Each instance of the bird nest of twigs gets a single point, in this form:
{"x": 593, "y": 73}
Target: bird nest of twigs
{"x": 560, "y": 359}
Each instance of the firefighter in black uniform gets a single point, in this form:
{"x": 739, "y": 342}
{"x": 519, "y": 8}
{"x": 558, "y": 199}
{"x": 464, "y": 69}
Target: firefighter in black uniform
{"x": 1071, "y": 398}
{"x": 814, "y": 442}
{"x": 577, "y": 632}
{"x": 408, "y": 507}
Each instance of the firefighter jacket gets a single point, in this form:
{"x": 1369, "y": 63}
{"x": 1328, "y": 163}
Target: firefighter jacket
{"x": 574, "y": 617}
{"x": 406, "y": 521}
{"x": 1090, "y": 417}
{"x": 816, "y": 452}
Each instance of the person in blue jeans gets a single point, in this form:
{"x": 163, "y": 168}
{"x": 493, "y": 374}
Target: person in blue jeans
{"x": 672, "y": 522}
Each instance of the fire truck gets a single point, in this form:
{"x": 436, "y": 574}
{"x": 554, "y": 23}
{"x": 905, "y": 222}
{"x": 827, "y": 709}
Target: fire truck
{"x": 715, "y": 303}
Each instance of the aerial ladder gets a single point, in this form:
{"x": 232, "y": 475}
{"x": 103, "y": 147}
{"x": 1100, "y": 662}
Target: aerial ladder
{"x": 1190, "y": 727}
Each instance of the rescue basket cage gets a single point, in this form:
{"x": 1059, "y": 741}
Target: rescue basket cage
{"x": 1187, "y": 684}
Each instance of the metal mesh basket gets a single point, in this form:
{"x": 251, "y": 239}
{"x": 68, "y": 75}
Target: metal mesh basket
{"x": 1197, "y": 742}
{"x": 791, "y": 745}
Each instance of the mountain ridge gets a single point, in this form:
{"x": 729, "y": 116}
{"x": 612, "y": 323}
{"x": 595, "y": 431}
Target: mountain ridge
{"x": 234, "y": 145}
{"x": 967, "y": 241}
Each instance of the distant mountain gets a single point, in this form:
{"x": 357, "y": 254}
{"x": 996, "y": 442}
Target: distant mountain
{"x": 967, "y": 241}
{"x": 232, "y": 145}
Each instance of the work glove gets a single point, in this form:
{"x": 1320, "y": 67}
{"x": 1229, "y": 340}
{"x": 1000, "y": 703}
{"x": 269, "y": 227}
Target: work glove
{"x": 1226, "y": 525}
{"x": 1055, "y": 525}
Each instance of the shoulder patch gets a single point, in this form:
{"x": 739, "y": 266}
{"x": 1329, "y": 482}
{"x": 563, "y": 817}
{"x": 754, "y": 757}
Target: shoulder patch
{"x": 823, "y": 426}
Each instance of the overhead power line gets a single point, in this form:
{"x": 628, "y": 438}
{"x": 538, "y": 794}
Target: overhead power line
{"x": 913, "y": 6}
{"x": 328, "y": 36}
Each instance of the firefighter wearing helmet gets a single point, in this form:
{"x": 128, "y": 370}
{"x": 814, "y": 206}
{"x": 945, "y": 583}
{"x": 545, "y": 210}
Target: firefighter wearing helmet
###
Objective: Reproduce the material above line for line, with no changes.

Exercise response:
Each instance of the bird nest of twigs gets a single point, in this form:
{"x": 593, "y": 73}
Target: bird nest of twigs
{"x": 560, "y": 359}
Each instance of the firefighter in black uniform gets a single point, in this form:
{"x": 739, "y": 342}
{"x": 519, "y": 8}
{"x": 558, "y": 199}
{"x": 464, "y": 69}
Target: firefighter in black uniform
{"x": 1071, "y": 398}
{"x": 814, "y": 442}
{"x": 577, "y": 632}
{"x": 408, "y": 507}
Each instance of the firefighter jacket gets a single point, in this form:
{"x": 1369, "y": 63}
{"x": 1328, "y": 163}
Target: firefighter jacket
{"x": 574, "y": 617}
{"x": 406, "y": 521}
{"x": 1090, "y": 417}
{"x": 816, "y": 452}
Each instance of the person in blue jeans gets a single point, in this form:
{"x": 163, "y": 168}
{"x": 493, "y": 374}
Target: person in blue jeans
{"x": 672, "y": 522}
Each instance of the fire truck gets a single point, in this form:
{"x": 436, "y": 574}
{"x": 554, "y": 23}
{"x": 905, "y": 222}
{"x": 827, "y": 709}
Target: fire truck
{"x": 715, "y": 303}
Each instance of the aerial ladder gets a single point, in this form:
{"x": 232, "y": 475}
{"x": 103, "y": 147}
{"x": 1100, "y": 662}
Target: aerial ladder
{"x": 1190, "y": 727}
Each instance of the rescue basket cage gets a single point, in this form:
{"x": 1059, "y": 741}
Target: rescue basket cage
{"x": 1187, "y": 684}
Each instance of the metal mesh basket gets a single point, in this form:
{"x": 251, "y": 239}
{"x": 68, "y": 75}
Target: metal mesh basket
{"x": 1197, "y": 742}
{"x": 791, "y": 745}
Each instance of the mountain ridge gets a single point, in this form:
{"x": 729, "y": 116}
{"x": 612, "y": 323}
{"x": 595, "y": 431}
Target: mountain ridge
{"x": 234, "y": 145}
{"x": 967, "y": 241}
Each instance of the distant mountain gets a single point, in this form:
{"x": 357, "y": 254}
{"x": 996, "y": 442}
Target: distant mountain
{"x": 967, "y": 241}
{"x": 232, "y": 145}
Each instance of the work glove gets a single point, in this form:
{"x": 1320, "y": 67}
{"x": 1229, "y": 340}
{"x": 1000, "y": 703}
{"x": 269, "y": 227}
Target: work glove
{"x": 1226, "y": 525}
{"x": 1055, "y": 525}
Each instance of the shoulder patch gets a single point, in this form:
{"x": 739, "y": 266}
{"x": 1329, "y": 482}
{"x": 563, "y": 817}
{"x": 754, "y": 757}
Target: shoulder patch
{"x": 823, "y": 426}
Each instance of the overhead power line gets a single point, in this form:
{"x": 628, "y": 438}
{"x": 538, "y": 794}
Target: overhead power line
{"x": 913, "y": 6}
{"x": 328, "y": 36}
Each instance of the firefighter wearing helmet gets a single point, in this form:
{"x": 128, "y": 370}
{"x": 814, "y": 206}
{"x": 945, "y": 583}
{"x": 545, "y": 210}
Target: firefighter wearing helmet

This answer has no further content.